# Tarefas a realizar:
(1) No texto sobre rankings universitários, em que mês o Gerador contactou as equipas responsáveis pelos três rankings?
(2) Retome o texto sobre rankings universitários a partir do ponto em que termina e dê-lhe continuação.

# Secção do documento:
◇ ◇ ◇ ◇ ◇

Uma análise à metodologia de elaboração dos três rankings, disponíveis nos respetivos websites, permite concluir que nenhum deles tem em conta a qualidade do ambiente de trabalho de funcionários, técnicos, professores e investigadores, ou a qualidade das relações estabelecidas entre estudantes e o corpo docente. Para associações como a Academic Parity Movement, esta poderia ser uma possibilidade: se a transparência das instituições e o tratamento que concedem a situações de abuso de poder, assédio e bullying fossem considerados como critérios destes rankings, as instituições poderiam ser prejudicadas se não tratassem destes casos com seriedade.

 

 

Em agosto, o Gerador entrou em contacto, via e-mail, com as equipas que elaboram o QS World University Rankings, o Times Higher Education World University Rankings e o Academic Ranking of World Universities. Os pedidos de informação solicitados pretendiam averiguar o possível papel destas entidades no combate ao assédio no meio académico.

Procurou-se confirmar se a qualidade do ambiente de trabalho e ensino eram alguma vez tidos em conta nos cálculos desenvolvidos pelas entidades, ou se o tratamento que as instituições fazem de casos de assédio e abuso de poder poderiam aumentar ou diminuir os cálculos reputacionais elaborados. Até ao momento, o Gerador não obteve qualquer resposta por parte de nenhuma das equipas contactadas.

◇ ◇ ◇ ◇ ◇

# Dados extraídos:
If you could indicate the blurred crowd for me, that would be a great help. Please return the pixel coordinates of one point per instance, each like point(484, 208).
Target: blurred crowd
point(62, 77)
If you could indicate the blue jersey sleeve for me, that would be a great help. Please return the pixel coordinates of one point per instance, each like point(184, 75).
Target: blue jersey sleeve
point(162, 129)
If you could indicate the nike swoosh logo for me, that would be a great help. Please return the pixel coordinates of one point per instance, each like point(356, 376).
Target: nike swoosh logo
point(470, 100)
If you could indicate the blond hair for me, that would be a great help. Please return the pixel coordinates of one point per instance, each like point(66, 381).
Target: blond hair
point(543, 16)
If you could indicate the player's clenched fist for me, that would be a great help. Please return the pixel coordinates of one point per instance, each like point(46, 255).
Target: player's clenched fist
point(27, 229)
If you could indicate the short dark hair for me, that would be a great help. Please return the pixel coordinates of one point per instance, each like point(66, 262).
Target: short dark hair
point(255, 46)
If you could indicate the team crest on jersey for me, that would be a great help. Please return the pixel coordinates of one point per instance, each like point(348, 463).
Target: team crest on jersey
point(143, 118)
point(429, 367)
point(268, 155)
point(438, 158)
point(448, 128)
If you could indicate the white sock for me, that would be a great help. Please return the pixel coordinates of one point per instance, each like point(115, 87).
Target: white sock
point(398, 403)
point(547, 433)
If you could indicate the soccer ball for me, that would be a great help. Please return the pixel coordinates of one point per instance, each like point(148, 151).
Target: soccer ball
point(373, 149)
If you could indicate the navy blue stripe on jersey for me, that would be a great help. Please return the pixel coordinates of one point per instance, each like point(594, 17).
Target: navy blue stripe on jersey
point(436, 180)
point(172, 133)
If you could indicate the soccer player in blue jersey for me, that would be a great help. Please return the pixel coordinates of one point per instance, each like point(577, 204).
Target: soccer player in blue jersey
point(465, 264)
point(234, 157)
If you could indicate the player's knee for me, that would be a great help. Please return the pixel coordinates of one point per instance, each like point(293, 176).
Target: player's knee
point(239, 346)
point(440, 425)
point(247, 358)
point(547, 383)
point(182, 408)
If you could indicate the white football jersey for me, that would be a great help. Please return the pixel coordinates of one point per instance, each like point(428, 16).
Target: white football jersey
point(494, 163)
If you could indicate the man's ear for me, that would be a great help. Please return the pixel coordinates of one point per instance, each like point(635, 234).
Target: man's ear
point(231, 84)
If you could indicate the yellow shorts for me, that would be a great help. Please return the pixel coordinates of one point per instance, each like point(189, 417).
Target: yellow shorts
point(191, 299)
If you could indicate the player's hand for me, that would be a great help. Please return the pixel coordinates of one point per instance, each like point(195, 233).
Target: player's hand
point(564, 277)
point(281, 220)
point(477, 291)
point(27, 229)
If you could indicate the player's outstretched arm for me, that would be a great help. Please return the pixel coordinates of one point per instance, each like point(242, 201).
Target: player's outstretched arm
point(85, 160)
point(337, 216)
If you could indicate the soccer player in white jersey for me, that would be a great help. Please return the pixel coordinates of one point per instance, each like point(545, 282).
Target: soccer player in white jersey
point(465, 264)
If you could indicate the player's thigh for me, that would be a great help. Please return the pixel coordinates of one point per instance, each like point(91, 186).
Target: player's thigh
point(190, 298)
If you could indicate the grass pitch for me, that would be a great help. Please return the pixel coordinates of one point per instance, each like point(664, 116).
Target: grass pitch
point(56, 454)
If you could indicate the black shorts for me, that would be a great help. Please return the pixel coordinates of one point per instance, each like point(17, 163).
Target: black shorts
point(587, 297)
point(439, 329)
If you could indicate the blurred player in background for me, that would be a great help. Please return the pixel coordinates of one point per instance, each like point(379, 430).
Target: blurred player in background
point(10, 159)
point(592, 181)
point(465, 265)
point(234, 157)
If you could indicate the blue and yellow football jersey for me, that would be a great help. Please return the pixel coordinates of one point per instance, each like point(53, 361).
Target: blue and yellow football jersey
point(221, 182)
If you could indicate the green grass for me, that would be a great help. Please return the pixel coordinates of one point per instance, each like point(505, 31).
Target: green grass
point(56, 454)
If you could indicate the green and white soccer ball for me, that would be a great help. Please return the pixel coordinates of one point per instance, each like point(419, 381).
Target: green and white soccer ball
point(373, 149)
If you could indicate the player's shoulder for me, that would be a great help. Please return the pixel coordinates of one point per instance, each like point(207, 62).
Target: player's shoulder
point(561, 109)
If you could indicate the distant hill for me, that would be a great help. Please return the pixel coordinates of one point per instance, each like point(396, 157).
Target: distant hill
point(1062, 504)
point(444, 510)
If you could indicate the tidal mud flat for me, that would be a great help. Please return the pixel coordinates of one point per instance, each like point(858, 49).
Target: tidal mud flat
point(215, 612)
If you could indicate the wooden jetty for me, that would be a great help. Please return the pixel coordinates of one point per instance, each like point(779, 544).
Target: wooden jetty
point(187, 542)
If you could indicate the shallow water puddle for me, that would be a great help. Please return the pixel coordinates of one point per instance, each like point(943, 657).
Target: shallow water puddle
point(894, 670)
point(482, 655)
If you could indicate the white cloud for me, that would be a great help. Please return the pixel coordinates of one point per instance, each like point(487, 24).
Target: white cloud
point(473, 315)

◇ ◇ ◇ ◇ ◇

# Resultados das tarefas:
(1) Em agosto.

(2)
Mas para além destas entidades e das agências de financiamento, Morteza Mahmoudi insiste que também a sociedade civil tem um papel a desempenhar. “Os agressores são protegidos e financiados pelas instituições com fundos públicos e esse dinheiro vem dos contribuintes. Dessa forma, as pessoas deveriam estar conscientes de que, indiretamente, financiam este tipo de situações: os contribuintes têm o direito de saber se os seus impostos estão a ser usados de forma correta.”

O cofundador da Academic Parity Movement destaca ainda que situações de bullying e assédio em contexto académico acabam por prejudicar o trabalho e a produtividade dos investigadores, pelo que toda a sociedade acaba por sofrer com o atraso do desenvolvimento da ciência.

De igual forma, são múltiplos os ativistas e académicos que sublinham a necessidade de envolver toda a comunidade académica na prevenção e combate ao assédio nas instituições de ensino superior, incluindo os agressores.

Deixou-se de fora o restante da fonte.